EXERCISE: The records that follow must be transcribed in full, without any change.

(Source data)
+-------+
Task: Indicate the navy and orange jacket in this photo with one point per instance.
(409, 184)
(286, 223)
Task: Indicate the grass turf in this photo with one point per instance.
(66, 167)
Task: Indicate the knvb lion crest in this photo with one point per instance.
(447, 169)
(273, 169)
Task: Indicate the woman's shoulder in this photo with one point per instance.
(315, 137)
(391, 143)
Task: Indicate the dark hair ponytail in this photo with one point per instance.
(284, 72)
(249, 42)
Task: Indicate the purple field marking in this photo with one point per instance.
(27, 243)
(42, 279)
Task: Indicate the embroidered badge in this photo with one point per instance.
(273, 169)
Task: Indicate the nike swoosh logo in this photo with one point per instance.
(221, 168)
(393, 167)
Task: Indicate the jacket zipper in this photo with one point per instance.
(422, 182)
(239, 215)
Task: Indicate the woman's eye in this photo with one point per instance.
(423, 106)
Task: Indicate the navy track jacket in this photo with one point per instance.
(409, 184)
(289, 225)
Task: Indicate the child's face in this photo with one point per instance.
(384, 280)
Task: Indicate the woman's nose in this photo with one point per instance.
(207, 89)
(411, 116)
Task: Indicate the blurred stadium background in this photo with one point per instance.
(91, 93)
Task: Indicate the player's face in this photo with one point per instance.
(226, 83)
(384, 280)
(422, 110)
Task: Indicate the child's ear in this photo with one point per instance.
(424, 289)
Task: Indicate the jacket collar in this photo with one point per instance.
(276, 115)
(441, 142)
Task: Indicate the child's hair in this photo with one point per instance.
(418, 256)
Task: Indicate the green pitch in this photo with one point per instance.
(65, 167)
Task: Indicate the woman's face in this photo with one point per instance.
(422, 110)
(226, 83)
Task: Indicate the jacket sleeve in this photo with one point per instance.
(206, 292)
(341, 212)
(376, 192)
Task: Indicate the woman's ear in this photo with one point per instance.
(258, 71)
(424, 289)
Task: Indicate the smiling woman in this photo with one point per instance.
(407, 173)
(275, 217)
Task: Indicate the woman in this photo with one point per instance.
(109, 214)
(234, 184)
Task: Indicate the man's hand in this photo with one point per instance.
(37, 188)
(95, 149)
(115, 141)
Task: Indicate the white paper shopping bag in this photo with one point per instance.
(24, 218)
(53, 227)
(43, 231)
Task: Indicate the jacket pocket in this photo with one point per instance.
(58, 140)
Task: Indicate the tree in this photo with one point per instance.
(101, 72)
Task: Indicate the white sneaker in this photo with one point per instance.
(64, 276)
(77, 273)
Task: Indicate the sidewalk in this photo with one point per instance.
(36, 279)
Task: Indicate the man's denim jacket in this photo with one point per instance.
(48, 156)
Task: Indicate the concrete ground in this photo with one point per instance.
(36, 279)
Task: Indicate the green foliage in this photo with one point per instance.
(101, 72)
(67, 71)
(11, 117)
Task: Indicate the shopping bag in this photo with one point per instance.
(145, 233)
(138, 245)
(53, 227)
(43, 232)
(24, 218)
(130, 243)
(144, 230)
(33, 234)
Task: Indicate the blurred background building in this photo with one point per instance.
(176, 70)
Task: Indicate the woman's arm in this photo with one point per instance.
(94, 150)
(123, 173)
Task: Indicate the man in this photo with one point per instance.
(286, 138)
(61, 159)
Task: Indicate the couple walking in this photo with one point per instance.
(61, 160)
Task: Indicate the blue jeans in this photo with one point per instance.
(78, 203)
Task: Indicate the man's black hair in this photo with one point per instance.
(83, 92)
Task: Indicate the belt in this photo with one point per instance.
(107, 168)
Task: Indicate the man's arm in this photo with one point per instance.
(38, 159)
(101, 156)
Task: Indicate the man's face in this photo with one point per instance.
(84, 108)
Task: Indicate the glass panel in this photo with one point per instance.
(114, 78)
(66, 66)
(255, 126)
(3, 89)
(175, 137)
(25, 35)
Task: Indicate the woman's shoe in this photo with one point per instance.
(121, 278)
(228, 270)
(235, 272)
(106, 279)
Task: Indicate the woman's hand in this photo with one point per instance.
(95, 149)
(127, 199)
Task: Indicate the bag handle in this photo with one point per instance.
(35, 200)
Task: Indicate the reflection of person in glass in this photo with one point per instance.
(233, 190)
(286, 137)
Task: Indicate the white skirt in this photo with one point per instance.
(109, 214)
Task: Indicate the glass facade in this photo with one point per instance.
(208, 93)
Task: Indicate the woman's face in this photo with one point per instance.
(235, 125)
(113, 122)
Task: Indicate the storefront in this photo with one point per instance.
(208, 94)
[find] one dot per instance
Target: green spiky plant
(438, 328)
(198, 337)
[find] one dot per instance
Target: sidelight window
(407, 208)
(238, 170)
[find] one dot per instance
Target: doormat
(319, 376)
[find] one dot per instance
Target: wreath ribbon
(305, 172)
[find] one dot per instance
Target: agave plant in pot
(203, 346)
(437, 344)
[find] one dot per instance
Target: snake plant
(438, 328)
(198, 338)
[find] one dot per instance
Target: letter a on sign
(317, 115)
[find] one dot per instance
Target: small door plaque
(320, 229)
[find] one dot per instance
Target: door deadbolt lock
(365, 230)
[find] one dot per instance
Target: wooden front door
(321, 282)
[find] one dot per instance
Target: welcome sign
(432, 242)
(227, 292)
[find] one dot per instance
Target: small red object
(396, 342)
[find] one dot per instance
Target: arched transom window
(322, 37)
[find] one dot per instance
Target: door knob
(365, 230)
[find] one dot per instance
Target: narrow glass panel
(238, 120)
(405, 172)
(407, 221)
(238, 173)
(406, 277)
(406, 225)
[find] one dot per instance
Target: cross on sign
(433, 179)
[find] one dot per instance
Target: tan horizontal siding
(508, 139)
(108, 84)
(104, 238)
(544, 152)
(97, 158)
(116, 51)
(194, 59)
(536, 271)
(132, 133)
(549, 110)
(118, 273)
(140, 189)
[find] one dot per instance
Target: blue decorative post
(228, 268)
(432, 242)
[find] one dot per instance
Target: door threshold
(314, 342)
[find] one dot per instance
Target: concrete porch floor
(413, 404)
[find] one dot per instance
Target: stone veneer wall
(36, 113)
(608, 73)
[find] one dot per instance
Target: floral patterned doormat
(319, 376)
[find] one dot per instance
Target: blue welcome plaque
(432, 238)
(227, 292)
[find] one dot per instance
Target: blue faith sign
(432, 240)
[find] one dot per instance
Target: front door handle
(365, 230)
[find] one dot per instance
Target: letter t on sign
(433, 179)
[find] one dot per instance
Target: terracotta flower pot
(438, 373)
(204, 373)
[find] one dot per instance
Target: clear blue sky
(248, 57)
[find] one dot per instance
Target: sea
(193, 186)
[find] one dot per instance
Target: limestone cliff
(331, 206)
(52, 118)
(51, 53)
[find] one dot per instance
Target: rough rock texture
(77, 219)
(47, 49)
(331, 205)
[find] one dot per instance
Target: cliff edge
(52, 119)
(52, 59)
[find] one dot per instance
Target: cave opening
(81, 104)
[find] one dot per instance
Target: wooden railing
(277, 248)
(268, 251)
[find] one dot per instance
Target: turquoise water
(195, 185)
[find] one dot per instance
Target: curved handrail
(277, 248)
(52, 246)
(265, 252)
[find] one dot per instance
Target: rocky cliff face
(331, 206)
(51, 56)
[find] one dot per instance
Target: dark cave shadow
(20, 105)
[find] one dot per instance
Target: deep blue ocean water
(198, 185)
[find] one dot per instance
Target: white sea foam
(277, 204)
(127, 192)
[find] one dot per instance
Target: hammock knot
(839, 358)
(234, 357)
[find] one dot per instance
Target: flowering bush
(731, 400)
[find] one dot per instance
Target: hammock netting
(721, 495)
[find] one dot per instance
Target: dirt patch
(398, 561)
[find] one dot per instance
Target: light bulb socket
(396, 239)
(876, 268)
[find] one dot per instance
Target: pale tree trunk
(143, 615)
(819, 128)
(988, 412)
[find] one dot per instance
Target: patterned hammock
+-------+
EXERCISE SOLUTION:
Task: Indicate the navy and orange jacket in this photo with one point per instance.
(409, 184)
(286, 223)
Task: Indicate the grass turf in this photo with one point per instance.
(66, 167)
Task: Indicate the knvb lion crest in this photo with one point per instance.
(447, 169)
(273, 169)
Task: Indicate the woman's shoulder in this photo with one point per instance.
(315, 137)
(391, 143)
Task: Indicate the dark hair ponytail in this photo with one point per instance.
(284, 72)
(249, 42)
Task: Indicate the purple field marking in this photo with one point per instance.
(27, 243)
(42, 279)
Task: Indicate the embroidered badge in this photo with one point per instance.
(273, 169)
Task: Indicate the nike swoosh logo in this photo with one point per instance.
(221, 168)
(393, 167)
Task: Indicate the jacket zipper in this photo with one point per instance.
(422, 182)
(239, 215)
Task: Indicate the woman's eye in this photo with one point per instance.
(423, 106)
Task: Indicate the navy track jacket in this photo with one point per instance.
(409, 184)
(289, 225)
Task: Indicate the child's face in this photo with one point per instance.
(384, 280)
Task: Indicate the woman's nose in this photo with one point per instance.
(207, 89)
(411, 116)
Task: Indicate the blurred stadium background in this photo with one point per instance.
(91, 93)
Task: Indicate the player's face in this photo with one point per instance.
(226, 83)
(384, 280)
(422, 110)
Task: Indicate the child's ear in this photo with one point per instance.
(424, 289)
Task: Indicate the jacket collar in this photo with one point per instance.
(276, 115)
(441, 142)
Task: Indicate the child's hair in this photo with one point per instance.
(418, 256)
Task: Indicate the green pitch in this photo with one point per instance.
(65, 167)
Task: Indicate the woman's face in this photo with one point per instance.
(422, 110)
(226, 83)
Task: Indicate the jacket sleeve in this photo with one point per instance.
(206, 292)
(341, 212)
(376, 192)
Task: Indicate the woman's ear in this photo with one point per instance.
(258, 71)
(424, 289)
Task: Indicate the smiling woman in this photo with one point per instance.
(407, 173)
(275, 217)
Task: Indicate the woman in this photo with one point per instance.
(109, 214)
(234, 184)
Task: Indicate the man's hand in this photo with one point per instance.
(37, 188)
(95, 149)
(115, 141)
Task: Indicate the white paper shopping bag in this photo with one point per instance.
(24, 218)
(53, 227)
(43, 231)
Task: Indicate the jacket pocket in this photo with one point per instance.
(58, 140)
Task: Indicate the tree in this photo with one point per instance.
(101, 72)
Task: Indicate the white sneaker in this photo with one point per instance.
(64, 276)
(77, 273)
Task: Indicate the sidewalk in this photo with one point per instance.
(36, 279)
Task: Indicate the man's denim jacket in this photo with one point per instance.
(48, 156)
Task: Indicate the concrete ground in this photo with one point per instance.
(36, 279)
Task: Indicate the green foliage in this photo with one point per instance.
(101, 72)
(67, 71)
(11, 117)
Task: Indicate the shopping bag in this photo with one point per instance.
(145, 233)
(138, 245)
(53, 227)
(43, 232)
(24, 218)
(130, 243)
(144, 230)
(33, 234)
Task: Indicate the blurred background building in this photo with one point per instance.
(176, 70)
Task: Indicate the woman's arm in this photo with one point per instance.
(94, 150)
(123, 173)
Task: Indicate the man in this photo with one point per instance.
(286, 138)
(61, 159)
Task: Indicate the couple walking in this photo with one point per instance.
(61, 160)
Task: Indicate the blue jeans in this photo with one point per instance.
(78, 203)
Task: Indicate the man's black hair in this photo with one point per instance.
(83, 92)
Task: Indicate the belt in this photo with one point per instance.
(107, 168)
Task: Indicate the man's arm in this photo with one point per instance.
(38, 159)
(101, 156)
Task: Indicate the man's face in this photo with one point per instance.
(84, 108)
Task: Indicate the glass panel in this photo with one point per instance.
(114, 78)
(66, 66)
(255, 126)
(3, 89)
(175, 137)
(25, 35)
Task: Indicate the woman's shoe in this photo with one point per instance.
(121, 278)
(228, 270)
(235, 272)
(106, 279)
Task: Indicate the woman's hand in this photo with one point per instance.
(95, 149)
(127, 199)
Task: Indicate the bag handle in this photo with one point per instance.
(35, 200)
Task: Indicate the reflection of person in glass in this photo with one point per instance.
(233, 190)
(286, 137)
Task: Indicate the white skirt in this photo with one point per instance.
(109, 214)
Task: Indicate the glass facade in this photo with one point per instance.
(208, 93)
Task: Indicate the woman's face in this photo with one point per instance.
(235, 125)
(113, 122)
Task: Indicate the storefront in this photo with one point per instance.
(208, 94)
[find] one dot per instance
Target: green spiky plant
(438, 328)
(198, 337)
[find] one dot per instance
Target: sidelight window
(407, 208)
(238, 170)
[find] one dot per instance
Target: doormat
(319, 376)
[find] one dot per instance
Target: wreath ribbon
(305, 172)
[find] one dot per instance
Target: agave plant in pot
(203, 346)
(437, 344)
[find] one dot per instance
Target: snake plant
(438, 328)
(198, 338)
[find] one dot per instance
Target: letter a on sign
(317, 115)
[find] one dot per instance
Target: small door plaque
(320, 229)
[find] one dot per instance
Target: door deadbolt lock
(365, 230)
[find] one dot per instance
Target: wooden front door
(321, 282)
[find] one dot per instance
Target: welcome sign
(432, 242)
(227, 292)
[find] one dot per instance
Target: small red object
(396, 342)
[find] one dot per instance
Target: arched transom window
(322, 37)
[find] one dot per instance
Target: door knob
(365, 230)
[find] one dot per instance
Target: narrow glass panel
(238, 120)
(405, 172)
(407, 221)
(238, 173)
(406, 277)
(406, 225)
[find] one dot per instance
Target: cross on sign
(433, 179)
[find] one dot per instance
Target: tan horizontal siding
(508, 139)
(108, 84)
(104, 238)
(544, 152)
(97, 158)
(116, 51)
(194, 59)
(536, 271)
(132, 133)
(549, 110)
(118, 273)
(140, 189)
[find] one dot per instance
Target: blue decorative post
(228, 268)
(432, 242)
[find] one dot per instance
Target: door threshold
(314, 342)
[find] one dot per instance
Target: concrete porch floor
(413, 404)
[find] one dot per instance
Target: stone veneer wall
(36, 113)
(608, 73)
[find] one dot per instance
Target: floral patterned doormat
(319, 376)
[find] one dot per instance
Target: blue welcome plaque
(432, 238)
(227, 292)
[find] one dot per instance
Target: blue faith sign
(432, 240)
[find] one dot per instance
Target: front door handle
(365, 230)
[find] one dot per instance
Target: letter t on sign
(433, 179)
[find] one dot per instance
Target: terracotta flower pot
(438, 373)
(204, 373)
[find] one dot per instance
Target: clear blue sky
(248, 57)
[find] one dot per instance
Target: sea
(193, 186)
[find] one dot per instance
Target: limestone cliff
(331, 206)
(52, 118)
(51, 53)
[find] one dot per instance
Target: rough rock texture
(77, 219)
(47, 49)
(331, 205)
[find] one dot per instance
Target: cliff edge
(52, 119)
(52, 59)
[find] one dot per instance
Target: cave opening
(81, 104)
[find] one dot per instance
Target: wooden railing
(277, 248)
(268, 251)
[find] one dot per instance
Target: turquoise water
(195, 185)
[find] one dot per instance
Target: curved handrail
(277, 248)
(52, 246)
(265, 252)
[find] one dot per instance
Target: rocky cliff face
(331, 206)
(51, 56)
[find] one dot per instance
Target: dark cave shadow
(20, 105)
[find] one dot per instance
Target: deep blue ocean water
(198, 185)
[find] one dot per instance
Target: white sea foam
(277, 204)
(127, 192)
[find] one dot per instance
Target: hammock knot
(839, 358)
(234, 357)
[find] one dot per instance
Target: flowering bush
(731, 400)
[find] one dot per instance
Target: hammock netting
(721, 495)
[find] one dot per instance
Target: dirt patch
(398, 561)
[find] one dot per instance
Target: light bulb socket
(396, 239)
(876, 268)
[find] one dot per instance
Target: pale tree trunk
(143, 615)
(819, 128)
(988, 412)
[find] one dot per instance
Target: patterned hammock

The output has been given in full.